What needs to be done: Every entry must be copied word for word.
──────── Stored records ────────
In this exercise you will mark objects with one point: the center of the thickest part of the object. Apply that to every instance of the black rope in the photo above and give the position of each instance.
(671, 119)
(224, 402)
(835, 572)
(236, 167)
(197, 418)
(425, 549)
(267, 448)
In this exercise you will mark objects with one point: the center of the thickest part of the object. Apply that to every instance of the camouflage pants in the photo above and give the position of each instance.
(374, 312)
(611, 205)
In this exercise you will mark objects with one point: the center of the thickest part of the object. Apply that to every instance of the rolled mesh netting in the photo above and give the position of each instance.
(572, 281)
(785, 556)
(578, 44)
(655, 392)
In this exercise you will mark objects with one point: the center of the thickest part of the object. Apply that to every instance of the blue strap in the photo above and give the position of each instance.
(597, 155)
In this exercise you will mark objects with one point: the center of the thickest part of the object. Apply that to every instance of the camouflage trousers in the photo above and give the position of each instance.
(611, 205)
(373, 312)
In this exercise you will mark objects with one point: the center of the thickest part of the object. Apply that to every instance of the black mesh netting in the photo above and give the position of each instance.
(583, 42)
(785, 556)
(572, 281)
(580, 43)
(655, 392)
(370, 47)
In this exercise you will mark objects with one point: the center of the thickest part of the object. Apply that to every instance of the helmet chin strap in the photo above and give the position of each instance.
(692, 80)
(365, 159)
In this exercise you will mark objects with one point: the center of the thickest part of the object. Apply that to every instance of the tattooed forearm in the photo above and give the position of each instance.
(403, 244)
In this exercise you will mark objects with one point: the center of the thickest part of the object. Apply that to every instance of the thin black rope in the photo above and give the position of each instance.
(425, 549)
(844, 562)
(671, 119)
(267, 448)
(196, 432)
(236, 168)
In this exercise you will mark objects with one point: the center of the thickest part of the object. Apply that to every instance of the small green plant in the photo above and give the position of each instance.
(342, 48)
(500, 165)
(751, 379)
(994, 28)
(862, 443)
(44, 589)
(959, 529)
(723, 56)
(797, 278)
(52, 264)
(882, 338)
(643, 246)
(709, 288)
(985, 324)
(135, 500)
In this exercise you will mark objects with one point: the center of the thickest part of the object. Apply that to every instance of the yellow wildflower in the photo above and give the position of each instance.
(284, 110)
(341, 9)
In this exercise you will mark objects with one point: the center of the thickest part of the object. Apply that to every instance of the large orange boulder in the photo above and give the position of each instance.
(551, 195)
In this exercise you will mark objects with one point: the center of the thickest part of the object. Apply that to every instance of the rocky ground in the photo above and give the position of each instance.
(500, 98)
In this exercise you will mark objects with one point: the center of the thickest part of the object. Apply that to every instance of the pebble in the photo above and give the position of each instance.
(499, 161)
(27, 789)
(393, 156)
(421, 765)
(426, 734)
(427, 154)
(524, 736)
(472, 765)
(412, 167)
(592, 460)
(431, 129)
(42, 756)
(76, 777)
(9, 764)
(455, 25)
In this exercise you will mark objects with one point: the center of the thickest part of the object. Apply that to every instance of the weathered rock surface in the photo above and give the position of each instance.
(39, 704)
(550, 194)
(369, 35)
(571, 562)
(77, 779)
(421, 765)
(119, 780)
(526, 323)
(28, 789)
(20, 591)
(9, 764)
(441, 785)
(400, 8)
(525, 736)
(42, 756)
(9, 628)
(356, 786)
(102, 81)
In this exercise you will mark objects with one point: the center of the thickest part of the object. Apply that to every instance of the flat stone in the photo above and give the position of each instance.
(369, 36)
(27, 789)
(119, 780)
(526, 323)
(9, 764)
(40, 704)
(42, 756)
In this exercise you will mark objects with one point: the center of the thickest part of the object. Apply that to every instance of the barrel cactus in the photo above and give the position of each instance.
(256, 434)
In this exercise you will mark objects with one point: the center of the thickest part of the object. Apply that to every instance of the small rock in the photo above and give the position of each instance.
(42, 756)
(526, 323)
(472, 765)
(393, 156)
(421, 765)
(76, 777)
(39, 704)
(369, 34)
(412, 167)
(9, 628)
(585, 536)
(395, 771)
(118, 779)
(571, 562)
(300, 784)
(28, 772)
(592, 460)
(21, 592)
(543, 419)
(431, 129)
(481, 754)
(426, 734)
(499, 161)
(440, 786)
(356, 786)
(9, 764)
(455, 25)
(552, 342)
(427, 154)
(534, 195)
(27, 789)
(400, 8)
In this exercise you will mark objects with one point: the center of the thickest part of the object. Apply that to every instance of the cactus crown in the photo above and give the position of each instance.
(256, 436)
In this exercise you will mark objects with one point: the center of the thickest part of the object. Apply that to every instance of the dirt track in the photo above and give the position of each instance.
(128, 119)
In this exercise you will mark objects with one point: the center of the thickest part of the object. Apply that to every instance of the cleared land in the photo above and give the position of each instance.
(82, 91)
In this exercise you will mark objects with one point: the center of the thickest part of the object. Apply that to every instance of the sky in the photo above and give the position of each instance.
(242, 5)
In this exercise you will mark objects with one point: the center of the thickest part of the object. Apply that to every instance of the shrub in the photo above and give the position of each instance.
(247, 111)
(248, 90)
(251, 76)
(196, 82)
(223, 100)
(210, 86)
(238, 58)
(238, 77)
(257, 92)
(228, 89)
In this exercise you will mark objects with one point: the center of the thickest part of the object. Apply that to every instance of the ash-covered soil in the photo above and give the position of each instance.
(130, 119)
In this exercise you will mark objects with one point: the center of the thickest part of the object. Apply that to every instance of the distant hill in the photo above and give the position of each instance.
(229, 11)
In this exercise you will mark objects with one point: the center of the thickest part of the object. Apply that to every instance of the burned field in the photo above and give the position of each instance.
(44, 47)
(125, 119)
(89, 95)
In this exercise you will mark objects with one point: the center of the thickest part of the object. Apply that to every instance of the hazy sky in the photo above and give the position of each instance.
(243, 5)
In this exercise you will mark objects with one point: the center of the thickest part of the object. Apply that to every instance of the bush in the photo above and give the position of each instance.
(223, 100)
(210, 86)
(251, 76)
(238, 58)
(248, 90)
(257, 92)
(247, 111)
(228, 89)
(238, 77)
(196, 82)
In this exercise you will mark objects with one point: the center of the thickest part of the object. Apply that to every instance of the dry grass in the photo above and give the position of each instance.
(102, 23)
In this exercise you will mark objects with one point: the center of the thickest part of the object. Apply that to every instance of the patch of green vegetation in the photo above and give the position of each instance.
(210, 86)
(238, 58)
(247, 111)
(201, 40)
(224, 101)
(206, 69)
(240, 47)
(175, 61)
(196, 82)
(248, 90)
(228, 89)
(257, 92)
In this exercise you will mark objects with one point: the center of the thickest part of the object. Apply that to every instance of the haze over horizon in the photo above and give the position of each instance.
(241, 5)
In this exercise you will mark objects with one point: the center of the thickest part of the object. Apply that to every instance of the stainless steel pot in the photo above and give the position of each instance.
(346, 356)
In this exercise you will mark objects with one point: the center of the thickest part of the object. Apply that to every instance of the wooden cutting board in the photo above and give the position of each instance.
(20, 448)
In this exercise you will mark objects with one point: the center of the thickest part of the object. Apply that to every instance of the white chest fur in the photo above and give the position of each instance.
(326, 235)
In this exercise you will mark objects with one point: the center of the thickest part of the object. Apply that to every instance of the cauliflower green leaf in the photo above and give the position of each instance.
────────
Reply to the task:
In this exercise you will mark objects with one point: the center of the thickest part of the object. Apply that to every instance of the black rope in the photo above and give the position of each instance.
(671, 119)
(224, 402)
(835, 572)
(236, 167)
(197, 418)
(425, 549)
(267, 448)
In this exercise you will mark objects with one point: the center of the thickest part of the object. Apply that to every instance of the camouflage pants in the photo above and give the position of each instance.
(374, 312)
(611, 205)
In this exercise you will mark objects with one point: the center of the thickest part of the object. Apply that to every instance of the rolled mesh netting in the photo above and give the position of each instance.
(572, 281)
(785, 556)
(578, 44)
(655, 392)
In this exercise you will mark objects with one point: the center of the thickest part of the object. Apply that to every instance of the blue strap in the photo above and give the position of each instance.
(597, 155)
In this exercise you will mark objects with one point: the center of the thickest part of the object. Apply that to every instance of the camouflage trousers in the photo above and give the position of each instance.
(611, 205)
(373, 312)
In this exercise you will mark objects with one point: the center of the thickest part of the object. Apply that to every instance of the black mesh netting in the photo above and give the position of each instance.
(583, 42)
(785, 556)
(572, 281)
(580, 43)
(655, 392)
(370, 47)
In this exercise you will mark objects with one point: the center of the thickest part of the object. Apply that to every instance of the helmet chin strap in the photo above and give the position of each instance.
(692, 80)
(365, 159)
In this exercise you will mark objects with one point: the center of the thickest part of the object. Apply that to every instance of the tattooed forearm in the photo above and give the position of each instance.
(403, 244)
In this exercise you will mark objects with one point: the center of the thickest part of the object. Apply that to every instance of the thin black rope in the photo above and give the position of each instance.
(425, 549)
(844, 562)
(671, 119)
(267, 448)
(196, 432)
(236, 168)
In this exercise you will mark objects with one point: the center of the thickest part of the object. Apply that to every instance of the small green plant in the photo above and give the position of each instance.
(342, 48)
(500, 165)
(751, 379)
(994, 28)
(862, 443)
(44, 589)
(959, 529)
(723, 56)
(797, 278)
(52, 264)
(882, 338)
(643, 246)
(709, 288)
(985, 324)
(135, 500)
In this exercise you will mark objects with one point: the center of the thickest part of the object. Apply that to every instance of the yellow wildflower in the photo above and give the position of each instance.
(284, 110)
(341, 9)
In this exercise you will mark objects with one point: the center of the thickest part of the object. Apply that to every instance of the large orange boulder in the photo above and give the position of each instance.
(551, 195)
In this exercise you will mark objects with one point: the center of the thickest part of the object. Apply that to every instance of the rocky ground in the photo above and give the position of each instance.
(500, 98)
In this exercise you will mark objects with one point: the center of the thickest part of the object. Apply that to every instance of the pebble in the photo above and give the position of each instance.
(499, 161)
(27, 789)
(393, 156)
(421, 765)
(426, 734)
(427, 154)
(524, 736)
(472, 765)
(412, 167)
(592, 460)
(431, 129)
(42, 756)
(76, 777)
(9, 764)
(455, 25)
In this exercise you will mark objects with one point: the center of the thickest part of the object. Apply that to every instance of the weathered rock surface in the photo above and give the position of each instance.
(39, 704)
(550, 194)
(369, 35)
(571, 562)
(77, 779)
(421, 765)
(119, 780)
(526, 323)
(28, 789)
(20, 591)
(9, 764)
(441, 785)
(400, 8)
(525, 736)
(42, 756)
(9, 628)
(356, 786)
(102, 81)
In this exercise you will mark objects with one point: the center of the thickest part of the object. Apply that to every instance of the flat stone in the photo above and give the position of each instance.
(369, 36)
(27, 789)
(119, 780)
(526, 323)
(9, 764)
(40, 704)
(42, 756)
In this exercise you will mark objects with one point: the center of the thickest part of the object. Apply that to every instance of the barrel cactus in the photo above and give the position of each instance.
(256, 434)
In this exercise you will mark objects with one point: the center of the thickest part of the object. Apply that to every instance of the small rock in the photo above and give the position of each instance.
(42, 756)
(526, 323)
(472, 765)
(393, 156)
(421, 765)
(76, 777)
(39, 704)
(369, 34)
(412, 167)
(9, 628)
(585, 536)
(395, 771)
(118, 779)
(571, 562)
(300, 784)
(28, 772)
(592, 460)
(21, 592)
(543, 419)
(431, 129)
(481, 754)
(426, 734)
(499, 161)
(440, 786)
(356, 786)
(9, 764)
(455, 25)
(552, 342)
(427, 154)
(534, 195)
(27, 789)
(400, 8)
In this exercise you will mark objects with one point: the center of the thickest part of the object. Apply that to every instance of the cactus crown in the photo above and give the position of each instance.
(256, 436)
In this exercise you will mark objects with one point: the center of the thickest part of the object. Apply that to every instance of the dirt track in the photo above and give the position of each instance.
(128, 119)
In this exercise you will mark objects with one point: the center of the thickest part of the object. Apply that to every instance of the cleared land in the photo above and give the position of each instance.
(82, 91)
In this exercise you will mark objects with one point: the center of the thickest part of the object. Apply that to every instance of the sky in the photo above and give the position of each instance.
(242, 5)
In this exercise you will mark objects with one point: the center of the thickest part of the object. Apply that to every instance of the shrub in the photo above and give the position of each instance.
(247, 111)
(248, 90)
(251, 76)
(196, 82)
(223, 100)
(210, 86)
(238, 58)
(238, 77)
(257, 92)
(228, 89)
In this exercise you will mark objects with one point: the center of the thickest part of the object. Apply that to every instance of the ash-covered soil in the photo above and give the position of each instance.
(130, 119)
In this exercise you will mark objects with one point: the center of the thickest part of the object. Apply that to every instance of the distant hill in the photo above and give the position of each instance.
(229, 11)
In this exercise you will mark objects with one point: the center of the thickest part of the object. Apply that to every instance of the burned field in the photo above and give the position of each instance.
(44, 47)
(125, 119)
(89, 95)
In this exercise you will mark objects with one point: the center of the thickest part of the object. Apply that to every instance of the hazy sky in the photo above and give the position of each instance.
(243, 5)
In this exercise you will mark objects with one point: the center of the thickest part of the object. Apply that to every instance of the bush in the photo above and give the position of each instance.
(223, 100)
(210, 86)
(251, 76)
(238, 58)
(248, 90)
(257, 92)
(247, 111)
(228, 89)
(238, 77)
(196, 82)
In this exercise you will mark objects with one point: the center of the thickest part of the object. Apply that to every instance of the dry grass in the photo above and give the position of each instance.
(102, 23)
In this exercise you will mark objects with one point: the center of the thickest part of the object. Apply that to every instance of the patch of green vegetation in the photo above and give the position of each instance.
(210, 86)
(238, 58)
(247, 111)
(201, 40)
(224, 101)
(206, 69)
(240, 47)
(175, 61)
(196, 82)
(248, 90)
(228, 89)
(257, 92)
In this exercise you will mark objects with one point: the center of the thickest part of the object. Apply that to every instance of the haze over horizon in the photo above and give the position of each instance.
(241, 5)
In this exercise you will mark objects with one point: the center of the thickest part of the object. Apply that to every instance of the stainless steel pot in the photo above and give the position of each instance.
(346, 356)
In this exercise you will mark objects with one point: the center of the thickest part of the object. Apply that to every instance of the wooden cutting board in the photo above and give the position of each instance.
(20, 448)
In this exercise you will mark objects with one point: the center of the thickest part of the object. Apply that to every instance of the white chest fur in the photo above and give the position of each instance.
(326, 235)
In this exercise you will mark objects with one point: the center of the thickest part of the object. Apply that to every instance of the cauliflower green leaf in the photo above and give the position of each instance.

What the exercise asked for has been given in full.